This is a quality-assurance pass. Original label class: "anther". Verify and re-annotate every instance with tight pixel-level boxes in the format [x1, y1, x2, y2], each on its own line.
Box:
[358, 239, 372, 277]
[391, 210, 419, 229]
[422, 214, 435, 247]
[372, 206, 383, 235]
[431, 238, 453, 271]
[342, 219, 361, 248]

• • • • •

_Exercise objective_
Copy these rows word for word.

_Response to the task_
This is a quality-assurance pass. Original label class: "anther". Verify and re-annotate every instance with tight pixel-level boxes in the format [x1, y1, x2, y2], each on its own line.
Box:
[358, 239, 372, 277]
[391, 210, 419, 229]
[422, 214, 435, 247]
[372, 206, 383, 235]
[431, 238, 453, 271]
[342, 219, 361, 248]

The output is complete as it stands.